(Saved entries)
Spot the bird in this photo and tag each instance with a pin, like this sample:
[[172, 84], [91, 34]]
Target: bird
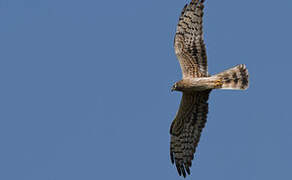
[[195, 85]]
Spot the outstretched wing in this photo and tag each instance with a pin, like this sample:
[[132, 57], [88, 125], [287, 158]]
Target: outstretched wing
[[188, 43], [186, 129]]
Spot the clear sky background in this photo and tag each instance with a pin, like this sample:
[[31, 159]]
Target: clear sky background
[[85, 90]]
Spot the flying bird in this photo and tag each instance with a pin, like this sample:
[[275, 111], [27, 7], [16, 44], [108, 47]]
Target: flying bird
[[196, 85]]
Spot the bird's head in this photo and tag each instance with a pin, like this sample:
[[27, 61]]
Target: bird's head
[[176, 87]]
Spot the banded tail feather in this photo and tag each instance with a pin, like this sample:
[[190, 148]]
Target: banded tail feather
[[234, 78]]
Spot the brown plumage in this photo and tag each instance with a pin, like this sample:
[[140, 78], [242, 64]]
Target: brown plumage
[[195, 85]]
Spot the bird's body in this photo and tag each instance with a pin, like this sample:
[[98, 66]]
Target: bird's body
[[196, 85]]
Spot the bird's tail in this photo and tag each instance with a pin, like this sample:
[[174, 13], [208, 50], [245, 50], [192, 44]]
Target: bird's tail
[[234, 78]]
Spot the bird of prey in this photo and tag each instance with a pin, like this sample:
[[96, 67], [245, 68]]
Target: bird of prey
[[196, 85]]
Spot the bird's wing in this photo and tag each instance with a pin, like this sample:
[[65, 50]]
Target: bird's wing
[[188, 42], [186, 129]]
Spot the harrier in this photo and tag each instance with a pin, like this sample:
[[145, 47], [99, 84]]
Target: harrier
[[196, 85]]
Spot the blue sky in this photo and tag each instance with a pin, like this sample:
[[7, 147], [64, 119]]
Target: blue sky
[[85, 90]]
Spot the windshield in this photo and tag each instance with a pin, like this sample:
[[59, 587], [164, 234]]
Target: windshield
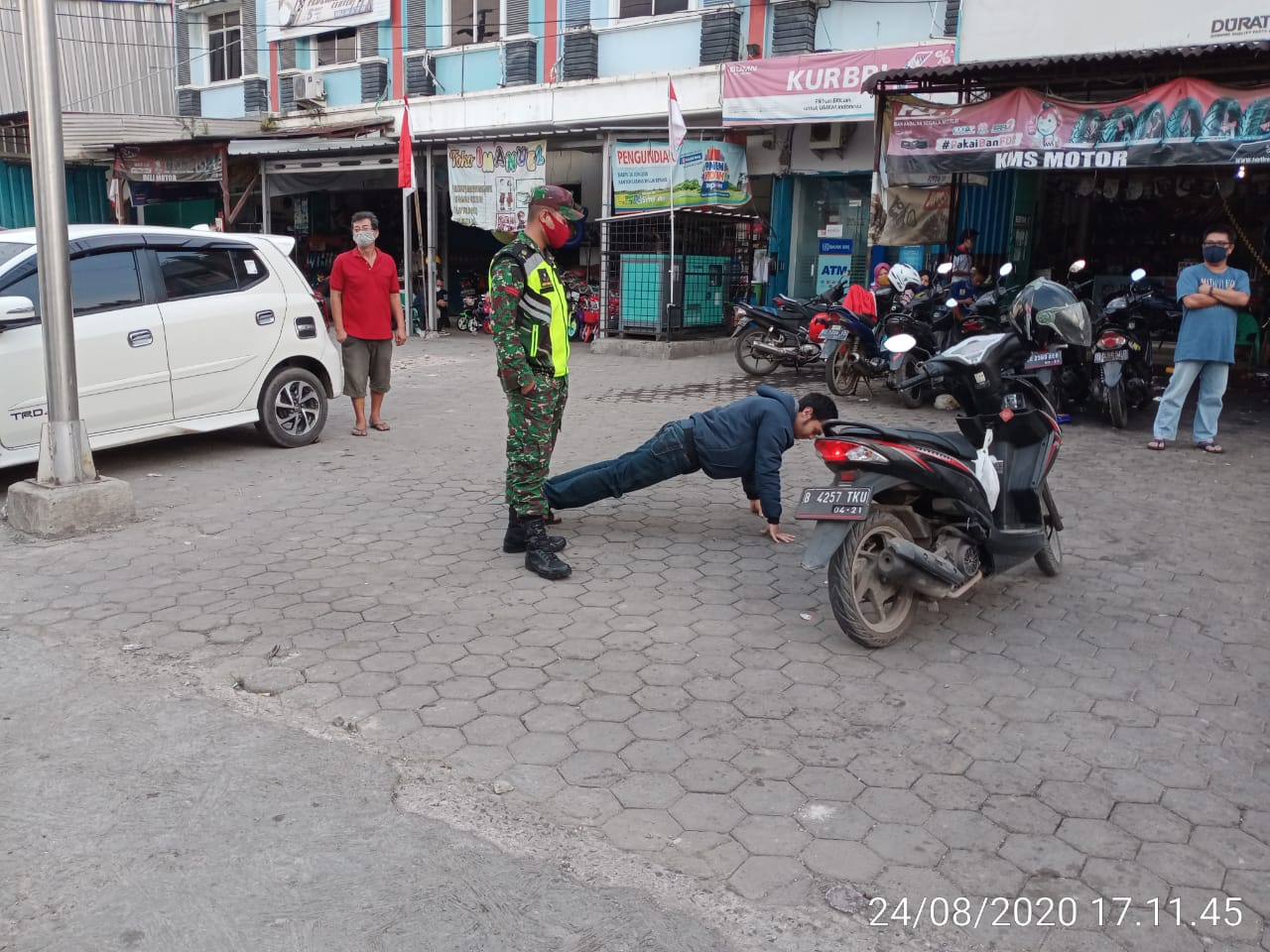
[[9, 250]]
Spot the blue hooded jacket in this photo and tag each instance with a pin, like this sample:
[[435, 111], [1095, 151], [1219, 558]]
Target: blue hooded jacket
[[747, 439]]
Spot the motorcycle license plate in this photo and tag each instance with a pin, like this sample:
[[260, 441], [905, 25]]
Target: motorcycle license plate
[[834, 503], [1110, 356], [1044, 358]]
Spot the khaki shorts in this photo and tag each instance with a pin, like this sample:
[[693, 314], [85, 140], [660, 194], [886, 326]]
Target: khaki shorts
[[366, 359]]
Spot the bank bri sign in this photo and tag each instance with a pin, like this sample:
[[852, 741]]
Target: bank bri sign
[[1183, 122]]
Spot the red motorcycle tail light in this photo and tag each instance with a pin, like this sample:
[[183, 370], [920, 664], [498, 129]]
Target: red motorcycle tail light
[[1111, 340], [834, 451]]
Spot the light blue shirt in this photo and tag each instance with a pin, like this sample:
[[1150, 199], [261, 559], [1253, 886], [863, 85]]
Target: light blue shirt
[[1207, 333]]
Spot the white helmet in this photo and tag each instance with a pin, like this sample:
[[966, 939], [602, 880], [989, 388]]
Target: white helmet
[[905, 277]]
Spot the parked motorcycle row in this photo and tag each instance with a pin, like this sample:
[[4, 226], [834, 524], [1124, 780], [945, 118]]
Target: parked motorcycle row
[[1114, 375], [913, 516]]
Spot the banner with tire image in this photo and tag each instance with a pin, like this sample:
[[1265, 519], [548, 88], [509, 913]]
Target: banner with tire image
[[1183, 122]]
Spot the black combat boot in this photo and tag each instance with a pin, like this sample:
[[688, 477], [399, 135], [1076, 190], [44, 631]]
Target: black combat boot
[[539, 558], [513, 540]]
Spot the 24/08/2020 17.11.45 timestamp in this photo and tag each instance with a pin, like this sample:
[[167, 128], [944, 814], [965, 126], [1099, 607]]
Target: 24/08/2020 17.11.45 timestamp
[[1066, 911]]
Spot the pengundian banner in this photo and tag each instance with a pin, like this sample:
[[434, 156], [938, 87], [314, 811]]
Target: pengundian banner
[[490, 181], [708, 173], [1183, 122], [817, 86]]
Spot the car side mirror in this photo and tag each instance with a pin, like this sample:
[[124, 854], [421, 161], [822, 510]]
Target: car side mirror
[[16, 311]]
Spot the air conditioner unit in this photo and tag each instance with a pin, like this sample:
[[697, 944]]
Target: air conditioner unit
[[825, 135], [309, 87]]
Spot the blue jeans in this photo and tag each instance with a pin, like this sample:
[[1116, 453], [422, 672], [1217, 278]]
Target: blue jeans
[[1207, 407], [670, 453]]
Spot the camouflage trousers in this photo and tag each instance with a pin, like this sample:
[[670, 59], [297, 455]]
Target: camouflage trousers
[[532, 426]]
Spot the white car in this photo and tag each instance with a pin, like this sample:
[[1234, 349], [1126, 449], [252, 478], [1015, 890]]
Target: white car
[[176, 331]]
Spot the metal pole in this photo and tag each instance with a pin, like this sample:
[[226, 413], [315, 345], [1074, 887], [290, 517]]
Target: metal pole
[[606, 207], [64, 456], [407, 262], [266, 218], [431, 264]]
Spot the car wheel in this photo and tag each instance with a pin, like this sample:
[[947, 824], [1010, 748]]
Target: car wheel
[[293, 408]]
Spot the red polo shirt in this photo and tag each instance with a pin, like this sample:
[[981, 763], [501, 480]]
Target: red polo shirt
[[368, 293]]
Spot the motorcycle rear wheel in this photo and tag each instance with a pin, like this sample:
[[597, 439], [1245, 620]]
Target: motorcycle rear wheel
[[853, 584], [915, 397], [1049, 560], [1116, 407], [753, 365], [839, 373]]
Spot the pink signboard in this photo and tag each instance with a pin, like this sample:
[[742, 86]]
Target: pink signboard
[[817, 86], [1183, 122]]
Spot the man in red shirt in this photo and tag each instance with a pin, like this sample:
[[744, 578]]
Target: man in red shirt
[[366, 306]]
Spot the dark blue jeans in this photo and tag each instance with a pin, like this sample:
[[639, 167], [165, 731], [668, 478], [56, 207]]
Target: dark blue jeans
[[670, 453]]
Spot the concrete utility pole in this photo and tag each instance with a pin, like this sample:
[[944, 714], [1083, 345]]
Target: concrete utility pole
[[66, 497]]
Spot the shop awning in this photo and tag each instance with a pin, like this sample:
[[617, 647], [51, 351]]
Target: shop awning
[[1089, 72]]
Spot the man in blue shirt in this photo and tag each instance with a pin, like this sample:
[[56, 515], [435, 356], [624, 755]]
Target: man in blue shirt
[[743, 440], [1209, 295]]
* * *
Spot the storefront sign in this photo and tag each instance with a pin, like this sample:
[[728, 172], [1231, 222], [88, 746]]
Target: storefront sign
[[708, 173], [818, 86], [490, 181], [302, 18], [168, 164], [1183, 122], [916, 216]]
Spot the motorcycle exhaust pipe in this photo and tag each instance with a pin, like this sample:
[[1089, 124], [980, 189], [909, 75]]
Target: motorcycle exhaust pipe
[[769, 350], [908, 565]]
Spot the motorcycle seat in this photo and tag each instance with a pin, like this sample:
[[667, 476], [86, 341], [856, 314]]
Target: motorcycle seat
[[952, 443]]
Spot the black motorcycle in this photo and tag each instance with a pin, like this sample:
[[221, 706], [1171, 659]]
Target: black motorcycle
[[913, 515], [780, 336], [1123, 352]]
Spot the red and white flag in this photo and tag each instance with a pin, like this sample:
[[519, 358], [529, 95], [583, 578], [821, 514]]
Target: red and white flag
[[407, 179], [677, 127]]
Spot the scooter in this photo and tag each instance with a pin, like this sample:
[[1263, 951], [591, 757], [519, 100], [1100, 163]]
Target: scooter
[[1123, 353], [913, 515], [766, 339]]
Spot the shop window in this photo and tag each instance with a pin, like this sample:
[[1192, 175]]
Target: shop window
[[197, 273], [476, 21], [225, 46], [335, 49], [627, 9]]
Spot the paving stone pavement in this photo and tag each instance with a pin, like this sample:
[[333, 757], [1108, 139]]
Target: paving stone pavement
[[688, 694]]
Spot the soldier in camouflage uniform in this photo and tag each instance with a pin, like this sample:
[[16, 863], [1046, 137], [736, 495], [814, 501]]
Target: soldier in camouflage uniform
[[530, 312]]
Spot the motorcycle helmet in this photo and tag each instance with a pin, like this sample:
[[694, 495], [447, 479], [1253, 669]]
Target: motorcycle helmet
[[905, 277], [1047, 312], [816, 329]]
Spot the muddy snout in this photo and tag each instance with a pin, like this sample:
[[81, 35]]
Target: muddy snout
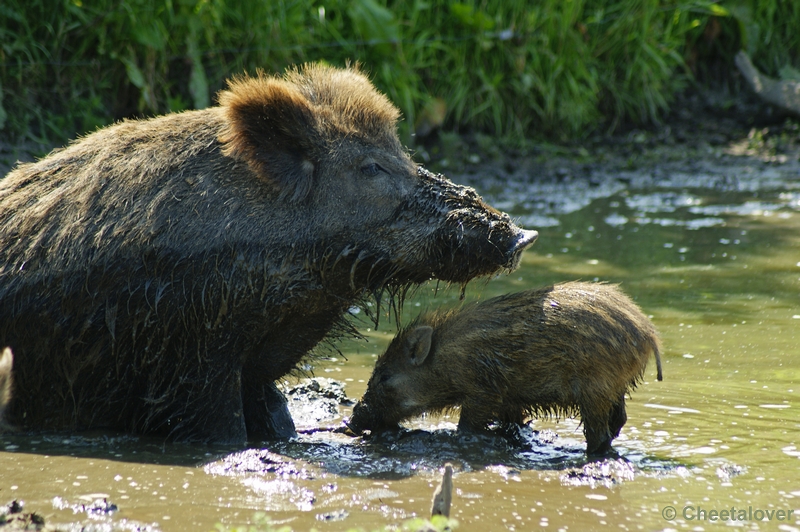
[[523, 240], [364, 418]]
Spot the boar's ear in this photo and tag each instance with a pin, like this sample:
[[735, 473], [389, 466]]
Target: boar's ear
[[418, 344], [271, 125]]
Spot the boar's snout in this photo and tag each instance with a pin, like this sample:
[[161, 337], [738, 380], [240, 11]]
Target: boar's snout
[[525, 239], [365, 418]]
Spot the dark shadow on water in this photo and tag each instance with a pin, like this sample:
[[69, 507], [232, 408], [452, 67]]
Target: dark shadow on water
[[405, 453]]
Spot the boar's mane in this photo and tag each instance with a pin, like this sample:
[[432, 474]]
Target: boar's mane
==
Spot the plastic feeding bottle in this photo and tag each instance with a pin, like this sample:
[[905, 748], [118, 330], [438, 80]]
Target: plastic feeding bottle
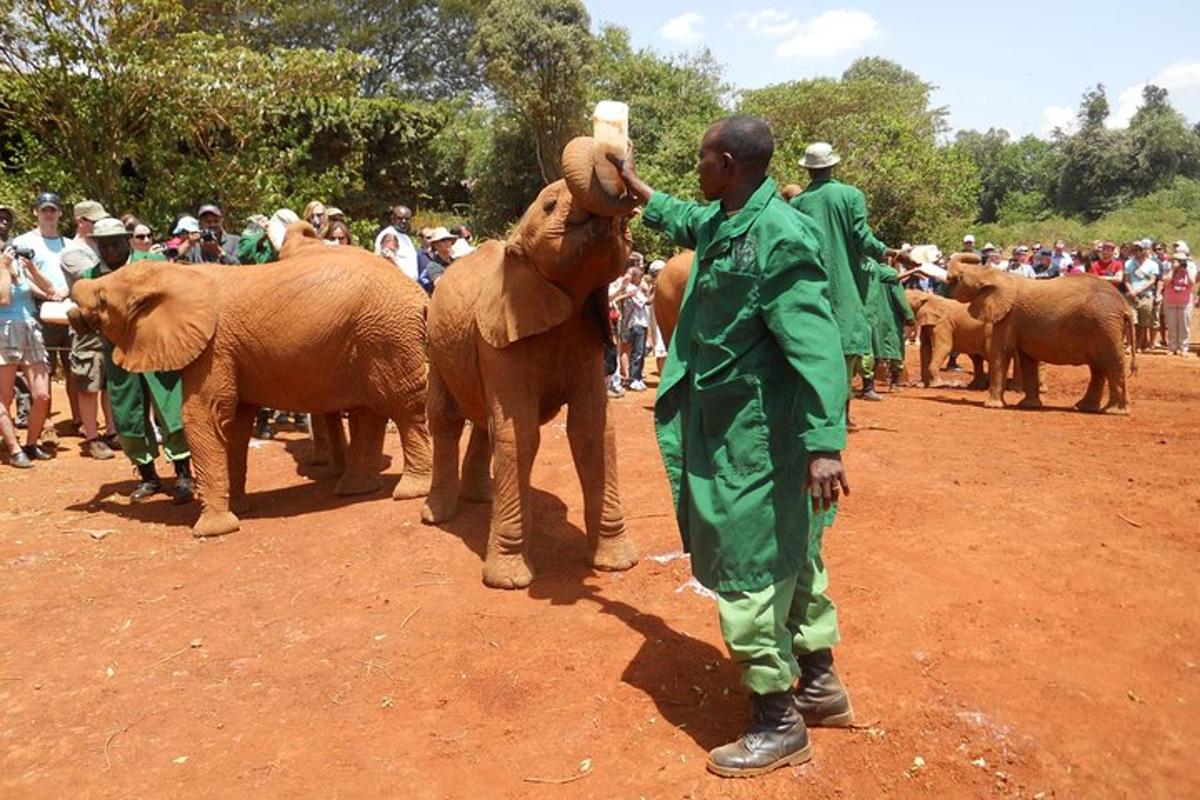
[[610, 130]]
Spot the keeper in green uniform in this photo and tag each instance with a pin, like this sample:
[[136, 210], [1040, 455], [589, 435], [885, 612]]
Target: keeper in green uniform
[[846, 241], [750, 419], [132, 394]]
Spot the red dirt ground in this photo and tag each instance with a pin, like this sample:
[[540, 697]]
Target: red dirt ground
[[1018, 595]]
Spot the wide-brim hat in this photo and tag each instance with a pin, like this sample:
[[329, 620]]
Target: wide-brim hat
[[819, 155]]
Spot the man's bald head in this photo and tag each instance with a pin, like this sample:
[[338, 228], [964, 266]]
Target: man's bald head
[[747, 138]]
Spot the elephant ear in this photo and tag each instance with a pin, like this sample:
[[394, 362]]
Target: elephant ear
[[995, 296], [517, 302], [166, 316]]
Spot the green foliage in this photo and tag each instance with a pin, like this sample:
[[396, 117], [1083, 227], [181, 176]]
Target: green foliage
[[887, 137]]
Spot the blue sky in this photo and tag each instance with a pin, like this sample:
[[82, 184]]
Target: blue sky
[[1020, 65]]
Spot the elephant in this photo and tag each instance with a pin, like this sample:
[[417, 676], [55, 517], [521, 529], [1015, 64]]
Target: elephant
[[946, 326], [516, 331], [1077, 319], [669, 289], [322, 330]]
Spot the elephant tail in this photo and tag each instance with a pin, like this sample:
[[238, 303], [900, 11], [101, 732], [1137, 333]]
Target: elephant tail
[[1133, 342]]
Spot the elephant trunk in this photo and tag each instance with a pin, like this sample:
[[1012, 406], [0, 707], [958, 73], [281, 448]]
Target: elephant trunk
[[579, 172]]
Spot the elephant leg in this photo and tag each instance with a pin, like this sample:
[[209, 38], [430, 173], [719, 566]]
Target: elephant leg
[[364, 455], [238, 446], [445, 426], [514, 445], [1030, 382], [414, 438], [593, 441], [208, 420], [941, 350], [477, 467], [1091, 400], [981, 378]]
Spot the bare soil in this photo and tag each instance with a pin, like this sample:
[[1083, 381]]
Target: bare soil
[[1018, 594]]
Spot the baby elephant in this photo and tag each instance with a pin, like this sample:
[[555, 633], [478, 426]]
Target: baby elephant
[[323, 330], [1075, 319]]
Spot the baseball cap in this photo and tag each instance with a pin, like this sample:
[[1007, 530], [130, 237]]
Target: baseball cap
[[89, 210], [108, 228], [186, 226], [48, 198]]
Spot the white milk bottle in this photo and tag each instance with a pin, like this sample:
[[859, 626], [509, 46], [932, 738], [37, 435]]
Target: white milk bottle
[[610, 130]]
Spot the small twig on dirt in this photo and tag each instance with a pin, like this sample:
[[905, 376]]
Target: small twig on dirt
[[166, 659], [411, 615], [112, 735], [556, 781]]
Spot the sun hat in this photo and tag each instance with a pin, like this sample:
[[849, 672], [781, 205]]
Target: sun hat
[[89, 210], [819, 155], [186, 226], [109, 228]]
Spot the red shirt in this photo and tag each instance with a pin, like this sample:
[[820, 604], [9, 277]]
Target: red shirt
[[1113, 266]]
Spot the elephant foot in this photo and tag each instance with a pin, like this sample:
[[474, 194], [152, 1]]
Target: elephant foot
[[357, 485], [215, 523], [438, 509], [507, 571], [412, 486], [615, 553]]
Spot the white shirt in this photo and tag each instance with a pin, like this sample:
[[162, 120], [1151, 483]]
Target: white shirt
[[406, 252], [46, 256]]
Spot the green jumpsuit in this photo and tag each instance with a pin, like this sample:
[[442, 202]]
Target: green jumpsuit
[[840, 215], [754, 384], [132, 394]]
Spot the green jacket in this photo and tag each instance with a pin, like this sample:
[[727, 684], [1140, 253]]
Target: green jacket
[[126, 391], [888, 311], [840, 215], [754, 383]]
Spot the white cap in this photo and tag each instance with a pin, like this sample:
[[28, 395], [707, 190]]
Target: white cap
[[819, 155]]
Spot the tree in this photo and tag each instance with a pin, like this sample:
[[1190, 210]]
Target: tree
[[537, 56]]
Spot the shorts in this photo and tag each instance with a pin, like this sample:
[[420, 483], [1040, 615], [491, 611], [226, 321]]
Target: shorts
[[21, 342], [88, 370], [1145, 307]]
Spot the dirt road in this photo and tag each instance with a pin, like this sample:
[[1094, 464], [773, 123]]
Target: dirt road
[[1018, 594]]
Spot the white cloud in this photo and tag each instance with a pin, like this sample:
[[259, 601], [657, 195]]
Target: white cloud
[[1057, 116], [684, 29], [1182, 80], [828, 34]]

### [WHAT THE TASK REQUIRES]
Go through the entries above and copy each line with "mane" in it.

### [RESPONSE BOX]
Spot the boar's mane in this photo and tag each instance with a pin, like this sample:
Target: boar's mane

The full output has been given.